* Selected passage *
Rating: ★★★★☆

Address: Shop 8, 1/F The Podium, J.Senses, 60 Johnston Road, Wan Chai 灣仔莊士敦道60號1樓8號舖

Telephone: 2527 2558


Madam Sixty Ate是一家很有藝術氣息的餐廳。餐廳的主題圍繞著一位女士的奇怪故事,餐廳內的超現實油畫,以及特別的菜式名稱,都是與這主題有關的。食物方面,用料的配搭很不尋常,可能不是每個人都喜歡或接受,但如果能抱著開放的心態來享受一頓氣氛新奇古怪的晚飯,便會覺得挺有趣的。菜式份量不大,但價錢不算貴,大約每位$400-$500。

We wanted to organise a special, remarkable dinner for my friend G‘s bachelorette party, so we picked Madam Sixty Ate.

Located in the J Senses building in Wanchai, Madam Sixty Ate is a sleek, modern restaurant run by Woolly Pig Concepts, a company founded by husband-and-wife duo, Chris Woodyard and Bronwyn Cheung. Chris Woodyard, Chef Director of the restaurant, was the former culinary director at the W Hong Kong and chef-owner of Three Clicks West in Annandale, Australia.

 The theme of the restaurant, including its decor and its menu, is based on the eccentric adventures of a fictional madame. The restaurant comprises a library-like lounge area and a main dining room with an open kitchen, both of which are adorned with surrealist paintings and whimsical, mismatched furniture.We booked the Chef’s Table that night, and each ordered a three-course set dinner at $438 per person.


(1) We thoroughly enjoyed these passion fruit shots, which were sweet and fruity yet punchy!

* What you need to do *
a: In the restaurant review, rewrite the stretch from "We wanted to" through "in Annandale, Australia.", changing "Chef Director" to "Executive Chef".
b: Name every person the restaurant review mentions by name.
c: For each statement, say whether the restaurant review agrees with it, quoting the words that decide it: (i) The three-course set dinner cost $438 per person. (ii) The company that runs the restaurant was founded by a single chef. (iii) The main dining room has an open kitchen.

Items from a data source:
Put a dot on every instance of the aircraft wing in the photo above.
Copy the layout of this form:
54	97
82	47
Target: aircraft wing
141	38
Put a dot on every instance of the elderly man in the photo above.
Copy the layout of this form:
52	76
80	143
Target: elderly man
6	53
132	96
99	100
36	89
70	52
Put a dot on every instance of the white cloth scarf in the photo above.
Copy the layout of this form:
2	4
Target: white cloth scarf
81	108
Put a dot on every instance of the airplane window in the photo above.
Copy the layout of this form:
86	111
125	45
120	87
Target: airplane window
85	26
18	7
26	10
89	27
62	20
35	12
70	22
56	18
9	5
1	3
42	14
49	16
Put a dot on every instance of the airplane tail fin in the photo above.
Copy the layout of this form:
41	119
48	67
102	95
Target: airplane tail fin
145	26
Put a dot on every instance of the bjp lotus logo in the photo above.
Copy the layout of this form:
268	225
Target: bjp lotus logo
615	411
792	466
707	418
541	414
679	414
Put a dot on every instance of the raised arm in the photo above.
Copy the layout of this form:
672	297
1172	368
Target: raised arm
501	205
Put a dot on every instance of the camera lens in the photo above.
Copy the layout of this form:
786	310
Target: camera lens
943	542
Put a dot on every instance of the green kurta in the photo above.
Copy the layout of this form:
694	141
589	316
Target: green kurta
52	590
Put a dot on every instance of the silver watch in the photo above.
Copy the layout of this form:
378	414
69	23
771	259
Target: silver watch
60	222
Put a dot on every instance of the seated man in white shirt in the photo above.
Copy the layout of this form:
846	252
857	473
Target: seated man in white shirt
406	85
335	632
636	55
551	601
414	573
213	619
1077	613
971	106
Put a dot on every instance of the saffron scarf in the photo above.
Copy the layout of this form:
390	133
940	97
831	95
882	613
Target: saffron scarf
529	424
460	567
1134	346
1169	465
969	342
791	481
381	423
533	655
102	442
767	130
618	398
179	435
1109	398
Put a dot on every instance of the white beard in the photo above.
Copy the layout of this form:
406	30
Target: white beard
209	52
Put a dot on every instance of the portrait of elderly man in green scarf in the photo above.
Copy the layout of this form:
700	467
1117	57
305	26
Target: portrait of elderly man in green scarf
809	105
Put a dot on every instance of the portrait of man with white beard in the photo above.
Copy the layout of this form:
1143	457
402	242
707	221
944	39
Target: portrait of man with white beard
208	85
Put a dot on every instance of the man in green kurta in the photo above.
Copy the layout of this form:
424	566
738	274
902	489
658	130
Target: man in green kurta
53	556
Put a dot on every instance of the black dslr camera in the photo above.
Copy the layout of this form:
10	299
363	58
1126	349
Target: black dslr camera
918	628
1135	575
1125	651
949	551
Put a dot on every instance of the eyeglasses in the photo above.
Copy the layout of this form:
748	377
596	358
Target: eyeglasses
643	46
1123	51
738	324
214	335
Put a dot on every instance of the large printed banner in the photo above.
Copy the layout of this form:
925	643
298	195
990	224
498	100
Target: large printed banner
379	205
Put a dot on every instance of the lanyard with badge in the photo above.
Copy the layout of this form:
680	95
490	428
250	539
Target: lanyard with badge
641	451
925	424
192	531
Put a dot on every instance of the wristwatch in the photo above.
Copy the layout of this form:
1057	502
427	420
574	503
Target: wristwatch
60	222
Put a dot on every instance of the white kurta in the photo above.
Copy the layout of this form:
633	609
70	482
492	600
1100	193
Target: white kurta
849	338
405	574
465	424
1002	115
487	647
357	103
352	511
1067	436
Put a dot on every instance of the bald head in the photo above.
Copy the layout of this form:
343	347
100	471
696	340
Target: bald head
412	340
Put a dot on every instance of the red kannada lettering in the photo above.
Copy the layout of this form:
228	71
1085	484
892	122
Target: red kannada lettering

* Task results *
a:
We wanted to organise a special, remarkable dinner for my friend G‘s bachelorette party, so we picked Madam Sixty Ate.

Located in the J Senses building in Wanchai, Madam Sixty Ate is a sleek, modern restaurant run by Woolly Pig Concepts, a company founded by husband-and-wife duo, Chris Woodyard and Bronwyn Cheung. Chris Woodyard, Executive Chef of the restaurant, was the former culinary director at the W Hong Kong and chef-owner of Three Clicks West in Annandale, Australia.

b: G, Chris Woodyard, Bronwyn Cheung

c:
(i) Yes: "each ordered a three-course set dinner at $438 per person."
(ii) No: "a company founded by husband-and-wife duo, Chris Woodyard and Bronwyn Cheung."
(iii) Yes: "a main dining room with an open kitchen."